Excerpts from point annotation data
──────

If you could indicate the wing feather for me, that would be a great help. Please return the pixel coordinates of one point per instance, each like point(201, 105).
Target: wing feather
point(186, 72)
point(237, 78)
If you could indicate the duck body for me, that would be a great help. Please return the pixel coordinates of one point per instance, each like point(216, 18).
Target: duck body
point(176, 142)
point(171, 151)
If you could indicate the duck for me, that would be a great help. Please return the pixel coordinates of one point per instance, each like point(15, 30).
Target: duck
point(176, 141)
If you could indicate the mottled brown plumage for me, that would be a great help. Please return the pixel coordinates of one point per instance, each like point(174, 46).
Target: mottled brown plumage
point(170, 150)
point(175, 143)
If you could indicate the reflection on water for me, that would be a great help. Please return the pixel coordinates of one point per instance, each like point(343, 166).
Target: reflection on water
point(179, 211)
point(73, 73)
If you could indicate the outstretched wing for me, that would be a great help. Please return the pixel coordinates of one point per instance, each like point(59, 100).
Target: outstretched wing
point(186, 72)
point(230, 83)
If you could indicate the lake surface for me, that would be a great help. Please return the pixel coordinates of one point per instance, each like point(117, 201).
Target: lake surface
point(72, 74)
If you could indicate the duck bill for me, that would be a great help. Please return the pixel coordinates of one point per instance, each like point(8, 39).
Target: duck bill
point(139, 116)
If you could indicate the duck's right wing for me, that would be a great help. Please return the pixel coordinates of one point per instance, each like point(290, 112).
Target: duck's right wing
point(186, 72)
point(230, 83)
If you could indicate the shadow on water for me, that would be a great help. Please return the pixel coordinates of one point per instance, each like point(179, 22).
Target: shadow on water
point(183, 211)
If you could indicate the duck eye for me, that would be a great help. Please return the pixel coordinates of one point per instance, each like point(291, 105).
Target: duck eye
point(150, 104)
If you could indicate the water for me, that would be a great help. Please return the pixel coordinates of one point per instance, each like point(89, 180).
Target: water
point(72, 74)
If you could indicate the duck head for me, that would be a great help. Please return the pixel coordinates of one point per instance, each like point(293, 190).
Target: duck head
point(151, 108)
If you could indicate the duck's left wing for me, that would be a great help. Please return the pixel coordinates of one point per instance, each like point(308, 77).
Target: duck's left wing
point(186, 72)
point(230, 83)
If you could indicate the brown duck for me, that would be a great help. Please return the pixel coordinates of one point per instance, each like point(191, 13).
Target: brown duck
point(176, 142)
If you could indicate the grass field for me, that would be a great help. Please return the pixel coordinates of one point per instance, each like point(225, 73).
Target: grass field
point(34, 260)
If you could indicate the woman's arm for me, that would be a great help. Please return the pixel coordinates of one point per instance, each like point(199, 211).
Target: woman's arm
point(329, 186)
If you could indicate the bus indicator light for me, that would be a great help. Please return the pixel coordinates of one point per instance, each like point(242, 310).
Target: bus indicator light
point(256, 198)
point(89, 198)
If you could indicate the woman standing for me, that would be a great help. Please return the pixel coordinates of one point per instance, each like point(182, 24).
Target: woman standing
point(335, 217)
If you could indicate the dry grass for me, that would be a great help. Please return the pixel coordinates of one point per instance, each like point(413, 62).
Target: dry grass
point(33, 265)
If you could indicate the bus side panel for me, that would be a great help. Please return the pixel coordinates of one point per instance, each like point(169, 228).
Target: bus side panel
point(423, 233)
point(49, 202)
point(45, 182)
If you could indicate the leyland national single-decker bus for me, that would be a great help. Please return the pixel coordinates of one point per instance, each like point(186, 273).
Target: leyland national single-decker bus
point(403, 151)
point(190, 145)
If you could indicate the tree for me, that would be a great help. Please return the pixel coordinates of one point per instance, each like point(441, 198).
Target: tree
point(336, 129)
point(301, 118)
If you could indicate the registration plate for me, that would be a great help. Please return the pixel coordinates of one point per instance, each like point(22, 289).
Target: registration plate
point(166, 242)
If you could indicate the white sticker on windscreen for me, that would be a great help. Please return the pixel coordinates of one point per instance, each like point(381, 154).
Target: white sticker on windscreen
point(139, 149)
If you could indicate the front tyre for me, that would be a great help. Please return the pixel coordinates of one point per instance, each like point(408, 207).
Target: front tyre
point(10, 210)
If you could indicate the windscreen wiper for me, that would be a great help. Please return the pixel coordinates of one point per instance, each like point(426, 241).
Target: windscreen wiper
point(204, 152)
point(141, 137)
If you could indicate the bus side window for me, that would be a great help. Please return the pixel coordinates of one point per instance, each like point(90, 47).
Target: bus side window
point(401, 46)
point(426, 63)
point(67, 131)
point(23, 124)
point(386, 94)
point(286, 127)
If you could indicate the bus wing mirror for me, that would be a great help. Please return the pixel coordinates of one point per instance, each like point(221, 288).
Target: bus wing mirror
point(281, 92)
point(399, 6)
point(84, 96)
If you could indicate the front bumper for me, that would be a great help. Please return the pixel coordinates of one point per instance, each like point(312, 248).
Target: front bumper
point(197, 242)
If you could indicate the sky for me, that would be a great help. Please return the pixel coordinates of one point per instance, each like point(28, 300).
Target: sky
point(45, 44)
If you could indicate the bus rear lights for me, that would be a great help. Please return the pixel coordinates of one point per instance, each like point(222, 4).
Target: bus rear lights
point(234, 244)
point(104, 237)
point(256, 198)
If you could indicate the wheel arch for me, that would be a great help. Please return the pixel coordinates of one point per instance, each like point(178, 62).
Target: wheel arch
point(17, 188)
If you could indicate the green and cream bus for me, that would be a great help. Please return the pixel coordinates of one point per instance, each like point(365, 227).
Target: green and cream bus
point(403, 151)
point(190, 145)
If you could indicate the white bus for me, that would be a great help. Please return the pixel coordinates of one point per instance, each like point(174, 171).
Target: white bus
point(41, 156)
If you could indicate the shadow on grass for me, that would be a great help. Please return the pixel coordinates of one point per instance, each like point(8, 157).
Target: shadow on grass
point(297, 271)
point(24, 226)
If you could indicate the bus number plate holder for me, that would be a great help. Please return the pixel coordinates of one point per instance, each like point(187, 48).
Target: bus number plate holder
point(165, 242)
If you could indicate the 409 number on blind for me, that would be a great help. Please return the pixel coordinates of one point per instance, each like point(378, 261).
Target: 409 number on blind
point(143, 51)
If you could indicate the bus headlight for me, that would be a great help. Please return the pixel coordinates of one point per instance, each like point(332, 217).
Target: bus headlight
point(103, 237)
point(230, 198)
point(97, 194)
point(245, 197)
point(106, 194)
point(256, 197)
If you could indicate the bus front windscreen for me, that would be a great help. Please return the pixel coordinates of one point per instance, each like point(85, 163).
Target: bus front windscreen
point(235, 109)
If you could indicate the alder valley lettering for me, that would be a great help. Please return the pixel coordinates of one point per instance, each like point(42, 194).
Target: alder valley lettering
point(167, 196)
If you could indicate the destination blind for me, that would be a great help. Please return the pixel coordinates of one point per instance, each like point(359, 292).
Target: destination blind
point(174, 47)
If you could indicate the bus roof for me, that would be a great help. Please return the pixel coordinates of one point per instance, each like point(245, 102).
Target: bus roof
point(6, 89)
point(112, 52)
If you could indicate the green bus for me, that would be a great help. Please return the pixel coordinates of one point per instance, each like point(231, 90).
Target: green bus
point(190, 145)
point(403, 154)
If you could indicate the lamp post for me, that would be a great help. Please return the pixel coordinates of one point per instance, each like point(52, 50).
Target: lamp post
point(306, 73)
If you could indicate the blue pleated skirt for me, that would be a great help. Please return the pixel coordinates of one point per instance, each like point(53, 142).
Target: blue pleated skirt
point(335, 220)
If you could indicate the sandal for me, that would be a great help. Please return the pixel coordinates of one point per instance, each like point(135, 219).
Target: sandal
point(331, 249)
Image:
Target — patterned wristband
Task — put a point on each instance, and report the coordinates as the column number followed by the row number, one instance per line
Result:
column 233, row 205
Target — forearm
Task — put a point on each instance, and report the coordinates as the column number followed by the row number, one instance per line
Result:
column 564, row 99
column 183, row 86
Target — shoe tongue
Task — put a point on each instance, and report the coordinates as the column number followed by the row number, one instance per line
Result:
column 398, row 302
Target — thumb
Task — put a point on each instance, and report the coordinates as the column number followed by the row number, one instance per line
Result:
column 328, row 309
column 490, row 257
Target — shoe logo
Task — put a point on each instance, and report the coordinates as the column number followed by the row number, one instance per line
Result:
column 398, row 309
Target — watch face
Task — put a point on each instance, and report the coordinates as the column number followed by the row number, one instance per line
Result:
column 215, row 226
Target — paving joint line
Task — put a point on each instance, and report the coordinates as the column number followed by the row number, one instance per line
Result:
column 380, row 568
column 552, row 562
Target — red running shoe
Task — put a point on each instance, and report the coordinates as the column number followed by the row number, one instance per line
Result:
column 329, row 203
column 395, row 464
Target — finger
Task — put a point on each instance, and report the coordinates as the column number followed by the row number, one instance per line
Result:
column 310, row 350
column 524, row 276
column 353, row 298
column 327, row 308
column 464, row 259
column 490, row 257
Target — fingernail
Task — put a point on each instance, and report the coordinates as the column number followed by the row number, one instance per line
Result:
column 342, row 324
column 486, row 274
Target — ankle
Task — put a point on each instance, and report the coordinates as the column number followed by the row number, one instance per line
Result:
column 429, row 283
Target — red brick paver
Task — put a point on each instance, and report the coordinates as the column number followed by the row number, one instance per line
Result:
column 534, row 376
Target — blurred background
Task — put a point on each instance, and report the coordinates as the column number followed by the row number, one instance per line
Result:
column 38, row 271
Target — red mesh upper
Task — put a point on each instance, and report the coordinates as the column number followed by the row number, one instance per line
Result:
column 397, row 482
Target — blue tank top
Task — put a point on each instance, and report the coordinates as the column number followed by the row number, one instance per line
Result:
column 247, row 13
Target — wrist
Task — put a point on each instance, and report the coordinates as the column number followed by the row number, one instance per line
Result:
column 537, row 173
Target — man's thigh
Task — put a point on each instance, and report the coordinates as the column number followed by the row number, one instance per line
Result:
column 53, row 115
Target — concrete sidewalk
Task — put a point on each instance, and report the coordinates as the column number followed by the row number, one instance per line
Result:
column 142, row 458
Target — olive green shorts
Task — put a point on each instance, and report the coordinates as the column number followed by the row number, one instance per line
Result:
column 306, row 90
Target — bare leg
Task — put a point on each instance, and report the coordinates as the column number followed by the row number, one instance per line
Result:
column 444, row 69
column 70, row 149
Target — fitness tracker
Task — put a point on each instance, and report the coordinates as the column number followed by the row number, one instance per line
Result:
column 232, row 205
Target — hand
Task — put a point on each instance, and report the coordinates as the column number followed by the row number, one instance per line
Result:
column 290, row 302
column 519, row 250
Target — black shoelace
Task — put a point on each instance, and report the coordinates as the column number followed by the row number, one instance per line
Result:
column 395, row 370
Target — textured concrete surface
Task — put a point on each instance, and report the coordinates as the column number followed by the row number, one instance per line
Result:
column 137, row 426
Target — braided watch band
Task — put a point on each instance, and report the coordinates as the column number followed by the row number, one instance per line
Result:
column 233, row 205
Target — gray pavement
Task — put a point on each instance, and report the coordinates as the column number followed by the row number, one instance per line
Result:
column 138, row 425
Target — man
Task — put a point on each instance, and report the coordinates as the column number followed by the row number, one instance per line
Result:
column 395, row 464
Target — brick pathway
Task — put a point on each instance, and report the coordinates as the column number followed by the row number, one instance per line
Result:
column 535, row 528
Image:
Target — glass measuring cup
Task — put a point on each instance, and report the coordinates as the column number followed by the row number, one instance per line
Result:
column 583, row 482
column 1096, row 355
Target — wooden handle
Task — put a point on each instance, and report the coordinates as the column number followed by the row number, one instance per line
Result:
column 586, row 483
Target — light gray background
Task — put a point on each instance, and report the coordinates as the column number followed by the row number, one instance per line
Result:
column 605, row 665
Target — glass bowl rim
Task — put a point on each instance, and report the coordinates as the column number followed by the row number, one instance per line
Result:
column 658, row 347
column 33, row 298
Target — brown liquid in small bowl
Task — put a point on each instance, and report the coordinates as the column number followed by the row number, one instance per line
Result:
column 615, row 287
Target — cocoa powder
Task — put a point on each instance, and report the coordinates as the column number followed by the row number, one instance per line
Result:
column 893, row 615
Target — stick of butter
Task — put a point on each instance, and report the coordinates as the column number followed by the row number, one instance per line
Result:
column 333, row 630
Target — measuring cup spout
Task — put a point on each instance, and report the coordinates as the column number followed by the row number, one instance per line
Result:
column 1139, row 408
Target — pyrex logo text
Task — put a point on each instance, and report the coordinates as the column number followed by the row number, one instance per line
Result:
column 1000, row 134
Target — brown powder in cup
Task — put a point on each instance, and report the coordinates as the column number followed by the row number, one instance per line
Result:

──────

→ **Required work**: Through the last line of the entries above, beginning at the line containing "Target — brick pathway", transcribe each line exactly, both ends included and nothing more.

→ **Output**:
Target — brick pathway
Task — put a point on each instance, and report the coordinates as the column number followed by the row number, one instance per line
Result:
column 535, row 528
Image:
Target — glass measuring cup
Task — put a point on each instance, and report the coordinates as the column number followed by the row number, one instance per line
Result:
column 583, row 482
column 1096, row 355
Target — wooden handle
Task — put a point on each instance, and report the coordinates as the column number followed by the row number, one instance per line
Result:
column 586, row 483
Target — light gray background
Task — put a point on each instance, and report the coordinates as the column number followed by the row number, one instance per line
Result:
column 605, row 665
Target — glass bowl rim
Task — put a point on each instance, and report the coordinates as the column number followed by the row number, one instance per line
Result:
column 658, row 347
column 33, row 298
Target — brown liquid in small bowl
Task — put a point on each instance, and report the coordinates as the column number followed by the row number, one instance per line
Result:
column 615, row 287
Target — cocoa powder
Task — put a point on each instance, and report the coordinates as the column number followed by the row number, one instance per line
Result:
column 893, row 615
Target — stick of butter
Task — put a point on each instance, and report the coordinates as the column number followed by the row number, one instance per line
Result:
column 333, row 630
Target — measuring cup spout
Task — put a point on each instance, and report the coordinates as the column number followed by the row number, one instance per line
Result:
column 1139, row 408
Target — pyrex logo text
Task — put a point on each instance, and report the coordinates as the column number followed by the row number, one instance per line
Result:
column 1000, row 134
Target — brown powder in cup
Task — put a point on each instance, and report the coordinates as the column number followed by the row number, one instance per line
Result:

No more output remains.